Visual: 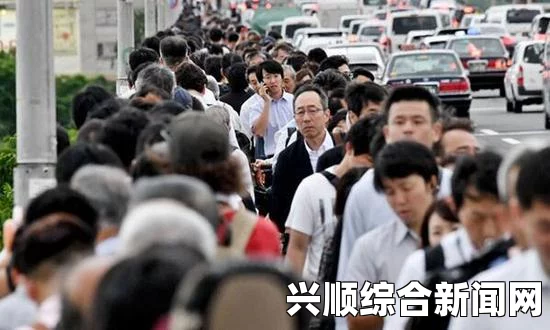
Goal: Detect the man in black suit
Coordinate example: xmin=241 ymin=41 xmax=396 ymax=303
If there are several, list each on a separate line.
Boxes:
xmin=269 ymin=85 xmax=334 ymax=232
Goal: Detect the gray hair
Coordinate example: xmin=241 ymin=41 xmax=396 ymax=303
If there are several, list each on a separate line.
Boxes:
xmin=497 ymin=139 xmax=550 ymax=202
xmin=71 ymin=165 xmax=132 ymax=227
xmin=118 ymin=199 xmax=217 ymax=260
xmin=135 ymin=63 xmax=176 ymax=95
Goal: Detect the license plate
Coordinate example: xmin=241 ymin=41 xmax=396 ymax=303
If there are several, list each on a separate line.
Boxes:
xmin=468 ymin=61 xmax=487 ymax=72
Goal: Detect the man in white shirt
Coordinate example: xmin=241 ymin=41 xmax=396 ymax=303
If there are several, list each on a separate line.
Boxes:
xmin=285 ymin=119 xmax=377 ymax=280
xmin=386 ymin=152 xmax=504 ymax=330
xmin=450 ymin=148 xmax=550 ymax=330
xmin=344 ymin=141 xmax=439 ymax=330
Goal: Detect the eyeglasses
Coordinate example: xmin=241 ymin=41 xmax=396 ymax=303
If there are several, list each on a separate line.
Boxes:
xmin=294 ymin=108 xmax=323 ymax=118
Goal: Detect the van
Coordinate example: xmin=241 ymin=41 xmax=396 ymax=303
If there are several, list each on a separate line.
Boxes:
xmin=388 ymin=9 xmax=443 ymax=52
xmin=485 ymin=4 xmax=544 ymax=37
xmin=281 ymin=16 xmax=321 ymax=42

• • • • • • •

- STATED GOAL -
Return all of the material above line for line without changing a word, but leave the picture out of your answer.

- TASK SOLUTION -
Visual: 
Goal: Detect the man in black suit
Coordinate example: xmin=241 ymin=41 xmax=396 ymax=303
If there are several, list each on a separate line.
Boxes:
xmin=269 ymin=85 xmax=334 ymax=232
Goal: Detect the gray hair
Coordinate example: xmin=241 ymin=41 xmax=396 ymax=303
If there are several, list each on a separate line.
Boxes:
xmin=497 ymin=139 xmax=550 ymax=202
xmin=71 ymin=165 xmax=132 ymax=227
xmin=118 ymin=199 xmax=217 ymax=260
xmin=135 ymin=63 xmax=176 ymax=95
Goal: Detect the license plate
Coordinate example: xmin=241 ymin=41 xmax=396 ymax=303
If there are several, list each on a separate line.
Boxes:
xmin=468 ymin=61 xmax=487 ymax=72
Goal: Detect the man in white shirt
Coordinate example: xmin=241 ymin=41 xmax=396 ymax=303
If there are several, list each on a separate line.
Boxes:
xmin=285 ymin=119 xmax=377 ymax=280
xmin=386 ymin=152 xmax=504 ymax=330
xmin=450 ymin=148 xmax=550 ymax=330
xmin=344 ymin=141 xmax=439 ymax=330
Goal: Detect the eyeglasses
Coordinate example: xmin=241 ymin=41 xmax=396 ymax=303
If there are several, list each on a separate line.
Boxes:
xmin=294 ymin=108 xmax=323 ymax=118
Goal: Detect the van
Coordinate example: xmin=241 ymin=41 xmax=396 ymax=303
If there are several, list each on a separate line.
Boxes:
xmin=388 ymin=9 xmax=443 ymax=52
xmin=485 ymin=4 xmax=544 ymax=37
xmin=281 ymin=16 xmax=321 ymax=42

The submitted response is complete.